__TASK REQUIREMENTS__
Return every line of the listing that contains the string "microphone".

__DATA SHOWN__

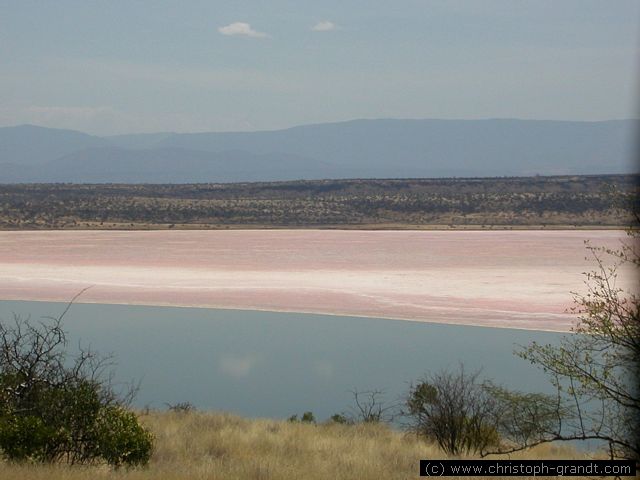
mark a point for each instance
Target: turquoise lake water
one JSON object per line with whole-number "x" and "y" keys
{"x": 266, "y": 364}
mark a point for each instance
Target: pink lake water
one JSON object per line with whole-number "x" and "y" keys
{"x": 515, "y": 279}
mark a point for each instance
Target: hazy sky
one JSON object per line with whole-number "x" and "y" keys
{"x": 112, "y": 66}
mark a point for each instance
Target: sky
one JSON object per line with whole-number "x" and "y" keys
{"x": 113, "y": 67}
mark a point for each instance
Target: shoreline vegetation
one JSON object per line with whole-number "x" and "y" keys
{"x": 501, "y": 203}
{"x": 219, "y": 445}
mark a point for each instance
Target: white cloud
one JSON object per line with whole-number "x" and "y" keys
{"x": 241, "y": 28}
{"x": 324, "y": 26}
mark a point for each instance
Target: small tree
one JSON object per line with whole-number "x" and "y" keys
{"x": 57, "y": 408}
{"x": 370, "y": 407}
{"x": 455, "y": 410}
{"x": 595, "y": 370}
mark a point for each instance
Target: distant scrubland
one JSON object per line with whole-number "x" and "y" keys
{"x": 516, "y": 202}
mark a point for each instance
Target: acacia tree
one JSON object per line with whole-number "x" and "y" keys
{"x": 454, "y": 409}
{"x": 595, "y": 369}
{"x": 55, "y": 407}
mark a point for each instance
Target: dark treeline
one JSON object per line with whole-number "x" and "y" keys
{"x": 601, "y": 200}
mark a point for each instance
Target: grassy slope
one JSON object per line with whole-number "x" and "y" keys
{"x": 218, "y": 446}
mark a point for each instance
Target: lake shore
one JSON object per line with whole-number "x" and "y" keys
{"x": 511, "y": 279}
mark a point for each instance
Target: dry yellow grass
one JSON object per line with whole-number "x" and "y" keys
{"x": 199, "y": 445}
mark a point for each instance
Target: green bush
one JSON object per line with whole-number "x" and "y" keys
{"x": 59, "y": 409}
{"x": 120, "y": 438}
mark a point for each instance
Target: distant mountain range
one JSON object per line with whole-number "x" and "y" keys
{"x": 354, "y": 149}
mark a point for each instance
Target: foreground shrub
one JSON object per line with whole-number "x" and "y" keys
{"x": 57, "y": 408}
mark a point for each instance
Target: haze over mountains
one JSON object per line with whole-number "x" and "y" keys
{"x": 354, "y": 149}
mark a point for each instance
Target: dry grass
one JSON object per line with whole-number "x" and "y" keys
{"x": 219, "y": 446}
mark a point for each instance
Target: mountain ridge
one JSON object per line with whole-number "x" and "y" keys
{"x": 364, "y": 148}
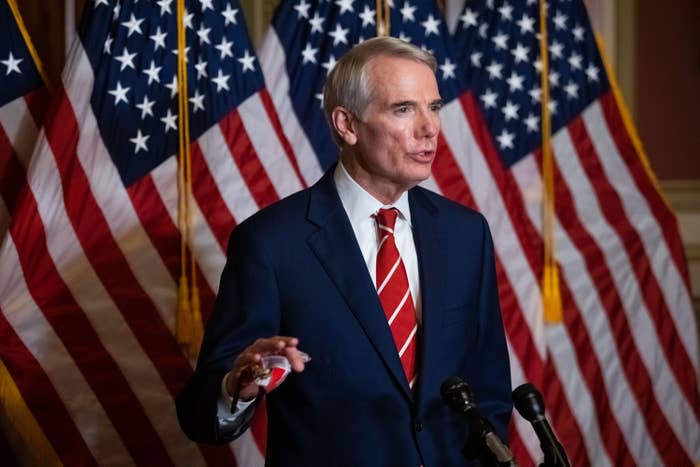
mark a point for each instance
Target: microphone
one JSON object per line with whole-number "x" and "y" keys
{"x": 458, "y": 396}
{"x": 529, "y": 403}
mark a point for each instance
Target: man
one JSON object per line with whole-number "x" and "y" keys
{"x": 388, "y": 287}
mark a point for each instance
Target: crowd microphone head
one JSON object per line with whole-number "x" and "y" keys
{"x": 528, "y": 401}
{"x": 456, "y": 394}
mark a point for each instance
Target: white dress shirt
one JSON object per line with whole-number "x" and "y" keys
{"x": 360, "y": 207}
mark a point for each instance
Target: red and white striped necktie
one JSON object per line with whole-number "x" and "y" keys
{"x": 395, "y": 294}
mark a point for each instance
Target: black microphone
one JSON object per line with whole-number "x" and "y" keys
{"x": 458, "y": 396}
{"x": 528, "y": 400}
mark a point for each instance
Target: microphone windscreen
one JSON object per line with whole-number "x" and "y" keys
{"x": 528, "y": 401}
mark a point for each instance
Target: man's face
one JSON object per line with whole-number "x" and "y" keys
{"x": 396, "y": 137}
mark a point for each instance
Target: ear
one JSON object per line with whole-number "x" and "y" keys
{"x": 344, "y": 124}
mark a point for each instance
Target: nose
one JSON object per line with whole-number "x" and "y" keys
{"x": 428, "y": 125}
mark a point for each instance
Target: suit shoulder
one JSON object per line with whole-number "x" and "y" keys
{"x": 454, "y": 210}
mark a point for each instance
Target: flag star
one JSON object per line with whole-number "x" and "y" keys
{"x": 153, "y": 72}
{"x": 532, "y": 123}
{"x": 489, "y": 98}
{"x": 526, "y": 24}
{"x": 164, "y": 6}
{"x": 197, "y": 101}
{"x": 221, "y": 81}
{"x": 12, "y": 64}
{"x": 224, "y": 48}
{"x": 119, "y": 93}
{"x": 169, "y": 121}
{"x": 140, "y": 142}
{"x": 345, "y": 5}
{"x": 203, "y": 34}
{"x": 505, "y": 139}
{"x": 431, "y": 25}
{"x": 494, "y": 70}
{"x": 330, "y": 64}
{"x": 309, "y": 54}
{"x": 201, "y": 67}
{"x": 510, "y": 111}
{"x": 126, "y": 59}
{"x": 176, "y": 52}
{"x": 134, "y": 25}
{"x": 592, "y": 72}
{"x": 448, "y": 69}
{"x": 302, "y": 9}
{"x": 316, "y": 23}
{"x": 188, "y": 19}
{"x": 159, "y": 38}
{"x": 476, "y": 59}
{"x": 469, "y": 18}
{"x": 575, "y": 61}
{"x": 247, "y": 61}
{"x": 339, "y": 35}
{"x": 172, "y": 86}
{"x": 506, "y": 12}
{"x": 500, "y": 40}
{"x": 571, "y": 90}
{"x": 108, "y": 45}
{"x": 556, "y": 49}
{"x": 229, "y": 15}
{"x": 407, "y": 12}
{"x": 520, "y": 53}
{"x": 146, "y": 107}
{"x": 515, "y": 82}
{"x": 553, "y": 79}
{"x": 367, "y": 16}
{"x": 538, "y": 65}
{"x": 560, "y": 20}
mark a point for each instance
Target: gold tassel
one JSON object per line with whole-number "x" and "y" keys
{"x": 551, "y": 295}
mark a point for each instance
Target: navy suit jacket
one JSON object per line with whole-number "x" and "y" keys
{"x": 295, "y": 269}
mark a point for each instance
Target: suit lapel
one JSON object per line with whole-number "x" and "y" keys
{"x": 336, "y": 248}
{"x": 431, "y": 247}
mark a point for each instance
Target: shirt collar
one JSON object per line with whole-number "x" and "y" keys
{"x": 358, "y": 203}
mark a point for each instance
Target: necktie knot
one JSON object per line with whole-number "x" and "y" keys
{"x": 387, "y": 218}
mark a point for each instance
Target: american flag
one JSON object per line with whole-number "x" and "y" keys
{"x": 619, "y": 372}
{"x": 90, "y": 265}
{"x": 23, "y": 99}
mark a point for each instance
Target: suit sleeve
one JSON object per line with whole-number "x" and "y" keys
{"x": 246, "y": 308}
{"x": 493, "y": 388}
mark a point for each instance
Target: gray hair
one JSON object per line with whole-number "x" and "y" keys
{"x": 348, "y": 85}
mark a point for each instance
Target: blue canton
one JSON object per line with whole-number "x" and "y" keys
{"x": 18, "y": 74}
{"x": 132, "y": 47}
{"x": 315, "y": 34}
{"x": 498, "y": 43}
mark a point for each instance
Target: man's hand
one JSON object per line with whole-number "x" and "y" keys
{"x": 241, "y": 380}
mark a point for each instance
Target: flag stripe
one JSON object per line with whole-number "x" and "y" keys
{"x": 272, "y": 61}
{"x": 660, "y": 211}
{"x": 246, "y": 158}
{"x": 83, "y": 345}
{"x": 449, "y": 178}
{"x": 40, "y": 395}
{"x": 209, "y": 199}
{"x": 609, "y": 327}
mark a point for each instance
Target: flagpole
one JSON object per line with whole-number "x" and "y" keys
{"x": 551, "y": 296}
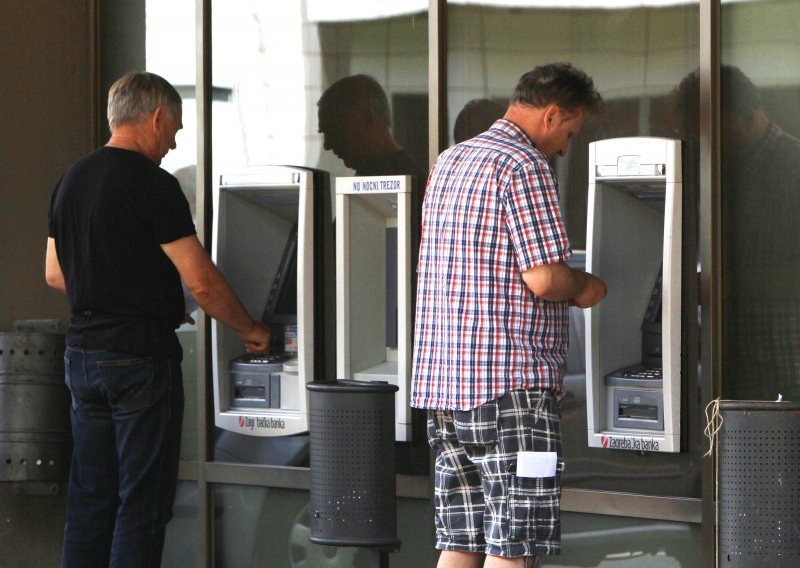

__OUTPUT FOR THIS EXERCISE__
Target: microphone
Target: crowd microphone head
Target: black microphone
Target: microphone windscreen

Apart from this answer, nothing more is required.